### Written exercise A
Find every line in the records that contains the word "basket", and copy each of those lines. Case counts.

## start Article

0
votes

As my first program in verilog, I wrote a 4 bit comparator, made of individual 1 bit ones. I can't figure out why when Eo = 1, Lo = 1. I've been writing this in modelsim, and am new to the debug tools.

The code I wrote was based on the logic diagram on http://www.onsemi.com/pub_link/Collateral/MC14585B-D.PDF

// 1 Bit comparator
module comparator_1(A, B, L, E, G);
    input A, B; // 2 bits to be compared
    output L, E, G; // 3 possible outputs
    wire s1, s2;    // connecting wires for inverters

    not X1 (s1, A); // create inverter
    not X2 (s2, B);
    nand X3 (L, s1, B);
    nand X4 (G, s2, A);
    nand X5 (E, L, G);


endmodule


//4 bit comparator
module comparator_4(Lo, Eo, Go, A, B, Li, Ei, Gi);
    input [3:0] A; input [3:0] B;   //4 bit inputs 
    input Li, Gi, Ei;       //A<B, A=B, A>B inputs
    output Lo, Go, Eo;      //A<B, A=B, A>B outputs from chip
    wire [3:0]L; wire [3:0]E; wire [3:0]G;  //A<B, A=B, A>B outputs from individual comparators
    wire s0, s1, s2, s3, s4, s5, s6, s7, s8;

    // Set up individual 1 bit converters   
    comparator_1 comp0(A[0], B[0], L[0], E[0], G[0]);
    comparator_1 comp1(A[1], B[1], L[1], E[1], G[1]);
    comparator_1 comp2(A[2], B[2], L[2], E[2], G[2]);
    comparator_1 comp3(A[3], B[3], L[3], E[3], G[3]);

    // Gate logic from schematic

    or X1(s3, E[3], L[2]);
    or X2(s2, E[3], E[2], L[1]);
    or X3(s1, E[3], E[2], E[1], L[0]);
    or X4(s0, E[3], E[2], E[1], E[0], Li);
    nor X5(s4, E[3], E[2], E[1], E[0], Ei);
    nand X6(s5, L[3], s0, s1, s2, s3);
    nor X7(Go, s5, s4);


    assign Eo = s4;
    assign Lo = s5;

endmodule

Thanks

2
The schematic shows all the ors feeding into a nand, and all the nands feeding into a nor, which is what I have. Sorry for the terrible naming conventions. - Sean W
Yes, you're right, I misread it - samgak
There's a few nots in the schematic that don't seem to be in the code. e.g. Li and Ei go through a not at the start. And all the outputs go through a not at the end. Did you optimize that out somehow? - samgak
Is that not a double inverter at the end? If not, that could be the whole problem, as I originally had the inverters on the inputs of those 2. - Sean W

2 Answers

0
votes

Based on the truth table, I would have described your Eo condition as

AND(s4,E[3], E[2], E[1], E[0], Ei);
assign E0 = s4;

In my mind, I am sure why that truth table assigns the possible output of A < B == 1 and A=B == 1 for the cascading inputs. That says it is both less than and equal. Bogus logic IMHO, but perhaps there are uses that I am not aware of. But the above statement for Eo will cover you in both cases, where all equals are asserted and the cascaded input is asserted as well.

## end Article

### Written exercise B
Write out the Verilog comparator post word for word, from "As my first" to "the debug tools.".

## start Dataset content

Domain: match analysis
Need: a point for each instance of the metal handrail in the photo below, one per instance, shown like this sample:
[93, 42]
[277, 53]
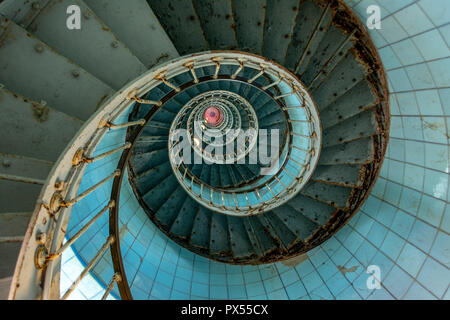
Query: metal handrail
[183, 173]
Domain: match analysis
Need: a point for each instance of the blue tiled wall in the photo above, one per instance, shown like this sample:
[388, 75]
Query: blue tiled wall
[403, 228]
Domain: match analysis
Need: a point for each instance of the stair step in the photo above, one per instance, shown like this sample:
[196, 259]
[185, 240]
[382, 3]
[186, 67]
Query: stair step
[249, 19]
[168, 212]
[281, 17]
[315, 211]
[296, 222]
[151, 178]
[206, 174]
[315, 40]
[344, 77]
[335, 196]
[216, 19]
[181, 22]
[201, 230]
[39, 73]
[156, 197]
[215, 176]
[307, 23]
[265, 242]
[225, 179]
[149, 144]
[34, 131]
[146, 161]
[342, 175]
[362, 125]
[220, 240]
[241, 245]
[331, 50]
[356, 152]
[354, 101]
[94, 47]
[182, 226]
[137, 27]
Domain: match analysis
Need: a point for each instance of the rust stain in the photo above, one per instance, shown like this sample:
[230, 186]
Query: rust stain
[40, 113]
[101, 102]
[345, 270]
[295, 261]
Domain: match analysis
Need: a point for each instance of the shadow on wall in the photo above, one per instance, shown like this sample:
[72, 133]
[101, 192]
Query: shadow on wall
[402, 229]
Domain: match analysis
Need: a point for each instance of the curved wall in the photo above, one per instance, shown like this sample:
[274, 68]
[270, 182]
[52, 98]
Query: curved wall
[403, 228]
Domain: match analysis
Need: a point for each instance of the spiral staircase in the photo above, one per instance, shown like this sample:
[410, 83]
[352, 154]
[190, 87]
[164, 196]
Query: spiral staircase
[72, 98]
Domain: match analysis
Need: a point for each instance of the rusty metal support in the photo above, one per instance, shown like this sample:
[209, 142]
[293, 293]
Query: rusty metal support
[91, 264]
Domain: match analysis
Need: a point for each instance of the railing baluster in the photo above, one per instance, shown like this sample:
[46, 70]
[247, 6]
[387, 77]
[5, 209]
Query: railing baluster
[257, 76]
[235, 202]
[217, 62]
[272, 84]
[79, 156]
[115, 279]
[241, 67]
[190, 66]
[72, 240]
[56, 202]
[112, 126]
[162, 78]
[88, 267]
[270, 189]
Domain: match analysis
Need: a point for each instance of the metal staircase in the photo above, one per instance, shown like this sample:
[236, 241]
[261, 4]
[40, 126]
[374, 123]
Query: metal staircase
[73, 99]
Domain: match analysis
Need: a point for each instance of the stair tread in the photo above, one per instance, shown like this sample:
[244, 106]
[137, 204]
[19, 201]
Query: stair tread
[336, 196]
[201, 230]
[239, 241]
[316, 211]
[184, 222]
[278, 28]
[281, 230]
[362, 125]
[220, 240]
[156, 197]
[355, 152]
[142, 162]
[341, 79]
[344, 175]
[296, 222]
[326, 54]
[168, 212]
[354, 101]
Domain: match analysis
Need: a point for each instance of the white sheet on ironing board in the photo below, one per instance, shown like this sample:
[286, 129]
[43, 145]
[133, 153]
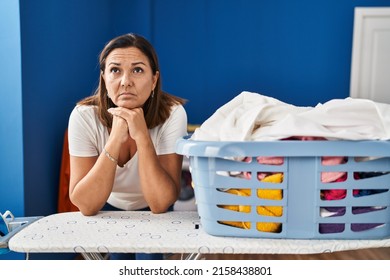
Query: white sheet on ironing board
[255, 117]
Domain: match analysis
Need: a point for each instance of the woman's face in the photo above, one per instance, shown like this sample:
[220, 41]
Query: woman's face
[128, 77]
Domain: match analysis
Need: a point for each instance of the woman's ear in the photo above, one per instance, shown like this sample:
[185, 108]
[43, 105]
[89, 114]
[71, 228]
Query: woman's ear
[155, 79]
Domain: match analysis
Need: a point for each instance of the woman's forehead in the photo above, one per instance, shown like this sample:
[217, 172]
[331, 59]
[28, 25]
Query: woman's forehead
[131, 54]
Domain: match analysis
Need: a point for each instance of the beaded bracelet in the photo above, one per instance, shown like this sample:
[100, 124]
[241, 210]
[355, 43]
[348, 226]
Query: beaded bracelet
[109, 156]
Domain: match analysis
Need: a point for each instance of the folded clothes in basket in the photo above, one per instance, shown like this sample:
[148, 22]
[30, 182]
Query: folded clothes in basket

## end Dataset content

### Worked answer A
Need: a point for each instance of the folded clothes in basket in the photo above, one per instance, shown like this sample:
Query: folded clothes in basket

### Worked answer B
As my first program in verilog, I wrote a 4 bit comparator, made of individual 1 bit ones. I can't figure out why when Eo = 1, Lo = 1. I've been writing this in modelsim, and am new to the debug tools.